▶ _Short problem_:
Render the items from the line with "Where can you see the black sheep" to the line with "[[745, 323], [490, 357], [975, 322]]", both included, as a two-column CSV with the header names text and answer. Give one row per item, put each value in a single quoted field, and replace any line breaks with spaces.

▶ _Given entries_:
######

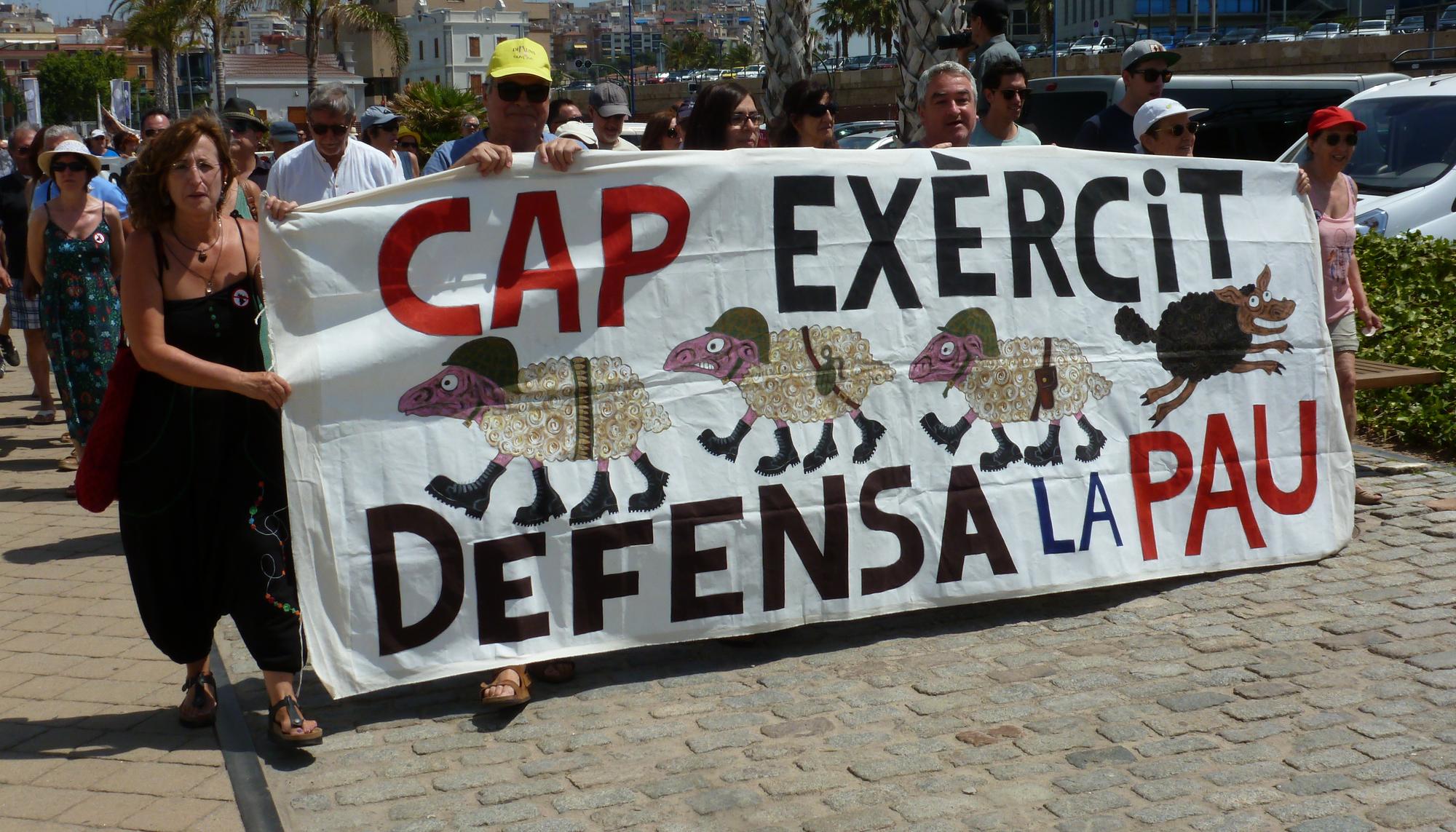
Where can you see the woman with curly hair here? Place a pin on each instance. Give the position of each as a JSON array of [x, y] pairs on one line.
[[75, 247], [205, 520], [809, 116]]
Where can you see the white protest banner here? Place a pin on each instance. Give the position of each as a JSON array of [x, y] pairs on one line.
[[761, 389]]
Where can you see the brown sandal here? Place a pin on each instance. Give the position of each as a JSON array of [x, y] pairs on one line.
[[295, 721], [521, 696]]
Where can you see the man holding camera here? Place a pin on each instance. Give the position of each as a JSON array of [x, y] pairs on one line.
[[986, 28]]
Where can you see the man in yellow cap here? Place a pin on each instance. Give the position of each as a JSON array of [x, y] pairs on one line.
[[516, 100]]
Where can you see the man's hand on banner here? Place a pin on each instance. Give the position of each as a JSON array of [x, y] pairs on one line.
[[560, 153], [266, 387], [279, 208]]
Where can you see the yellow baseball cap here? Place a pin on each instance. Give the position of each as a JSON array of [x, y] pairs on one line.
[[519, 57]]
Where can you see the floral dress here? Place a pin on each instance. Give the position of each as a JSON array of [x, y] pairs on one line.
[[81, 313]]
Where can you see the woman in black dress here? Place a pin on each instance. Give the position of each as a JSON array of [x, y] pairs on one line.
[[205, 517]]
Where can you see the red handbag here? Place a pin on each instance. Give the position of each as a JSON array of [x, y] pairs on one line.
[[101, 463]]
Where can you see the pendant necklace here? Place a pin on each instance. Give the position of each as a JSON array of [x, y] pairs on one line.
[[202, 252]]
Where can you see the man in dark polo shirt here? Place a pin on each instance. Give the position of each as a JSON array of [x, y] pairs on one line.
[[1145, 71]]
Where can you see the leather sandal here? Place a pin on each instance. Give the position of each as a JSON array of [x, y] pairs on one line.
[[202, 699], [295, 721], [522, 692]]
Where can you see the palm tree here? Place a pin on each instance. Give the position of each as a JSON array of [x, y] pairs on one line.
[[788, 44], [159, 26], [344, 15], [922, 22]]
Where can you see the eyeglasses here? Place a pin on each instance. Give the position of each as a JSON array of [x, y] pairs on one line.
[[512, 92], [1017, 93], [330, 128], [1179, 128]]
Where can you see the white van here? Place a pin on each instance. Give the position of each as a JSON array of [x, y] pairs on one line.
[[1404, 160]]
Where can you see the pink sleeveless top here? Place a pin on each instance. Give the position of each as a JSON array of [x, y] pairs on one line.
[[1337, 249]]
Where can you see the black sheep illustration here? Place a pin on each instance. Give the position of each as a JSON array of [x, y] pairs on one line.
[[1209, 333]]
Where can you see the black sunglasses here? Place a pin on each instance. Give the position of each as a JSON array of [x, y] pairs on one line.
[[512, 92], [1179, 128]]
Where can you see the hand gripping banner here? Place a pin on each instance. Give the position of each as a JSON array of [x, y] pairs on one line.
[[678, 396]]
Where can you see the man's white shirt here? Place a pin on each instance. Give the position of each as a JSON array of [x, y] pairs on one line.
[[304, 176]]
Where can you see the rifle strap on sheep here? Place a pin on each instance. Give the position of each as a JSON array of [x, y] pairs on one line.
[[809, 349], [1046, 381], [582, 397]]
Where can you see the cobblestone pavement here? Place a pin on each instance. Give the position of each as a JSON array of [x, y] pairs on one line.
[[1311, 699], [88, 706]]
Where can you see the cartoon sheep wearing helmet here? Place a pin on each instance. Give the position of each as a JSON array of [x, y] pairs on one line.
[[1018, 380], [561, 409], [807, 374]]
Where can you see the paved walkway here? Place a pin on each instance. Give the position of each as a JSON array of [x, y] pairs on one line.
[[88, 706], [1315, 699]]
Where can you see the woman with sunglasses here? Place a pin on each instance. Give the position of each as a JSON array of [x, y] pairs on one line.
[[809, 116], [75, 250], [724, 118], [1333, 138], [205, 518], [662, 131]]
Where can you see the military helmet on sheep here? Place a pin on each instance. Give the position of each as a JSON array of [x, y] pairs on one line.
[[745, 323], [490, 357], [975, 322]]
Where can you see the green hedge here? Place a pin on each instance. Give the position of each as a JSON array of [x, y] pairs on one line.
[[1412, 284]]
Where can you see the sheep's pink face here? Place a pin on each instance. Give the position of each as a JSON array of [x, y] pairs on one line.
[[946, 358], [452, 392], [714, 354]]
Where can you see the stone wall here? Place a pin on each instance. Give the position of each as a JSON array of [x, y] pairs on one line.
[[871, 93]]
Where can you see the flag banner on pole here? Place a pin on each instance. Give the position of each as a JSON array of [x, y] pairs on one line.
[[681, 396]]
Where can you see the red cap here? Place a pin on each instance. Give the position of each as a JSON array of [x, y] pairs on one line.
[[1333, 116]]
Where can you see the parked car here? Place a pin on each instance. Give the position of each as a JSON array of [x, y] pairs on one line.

######

▶ _Answer in full_:
text,answer
"Where can you see the black sheep illustration here? Place a pin on each instance. Give the position of each as a JSON array of [x, y] pairs on one line.","[[1209, 333]]"
"Where can you see the black sunglasses here? Place a pin on each instance. Give the position of each as a JSON array of [x, y] pairs on one line.","[[512, 92], [1179, 128]]"
"Where can you see the hand gripping banner here? Place a pin on each instance. Give the position of each as a JSON array of [x, y] pairs on one line.","[[678, 396]]"
"Where can you see the man's white shirt here? Place a pin on each instance. Give the position of each as a JSON array of [x, y] pairs on one line.","[[304, 176]]"
"Where can you see the rifle strap on sheep here? Place a pin on each instance. Give the position of each as a JSON array of [x, y] pairs on one line.","[[809, 349], [1046, 381], [582, 397]]"
"Where can you see the cobblestone pavement here? Place a pin on each instance. Give the position of each as a JSON array of [x, y] pairs on one line.","[[1311, 699], [88, 706]]"
"Where can you see the cartoon sheep wearing helmet here? Place a pin on each instance. Give the position of each as a JSON array of [x, y] pairs on one line.","[[1018, 380], [561, 409], [807, 374]]"
"Where can you see the paved walkway here? Place a pin on each instance. Give the position of each as a JSON array of [x, y] pairs on one line.","[[88, 706], [1315, 699]]"
"Where can you see the woman with sunglasses here? Place a pin on each instance. Give the position of each as a JSON array of [x, y] pairs on one line.","[[809, 116], [75, 250], [724, 118], [1333, 138], [205, 518], [662, 131]]"
"Where can you see the military helmet on sheep here? Place a pin on each instance. Give the position of each as a JSON array of [x, y] pairs on one line.","[[745, 323], [490, 357], [975, 322]]"